* [Given problem]:
Copy each of the rows below exactly as it appears.

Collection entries
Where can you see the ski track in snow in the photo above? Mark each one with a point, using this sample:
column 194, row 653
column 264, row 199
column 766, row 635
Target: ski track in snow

* [Solution]:
Where can you see the ski track in snow in the photo above? Mark each one with a point, using this sample:
column 194, row 653
column 264, row 199
column 766, row 635
Target: ski track in snow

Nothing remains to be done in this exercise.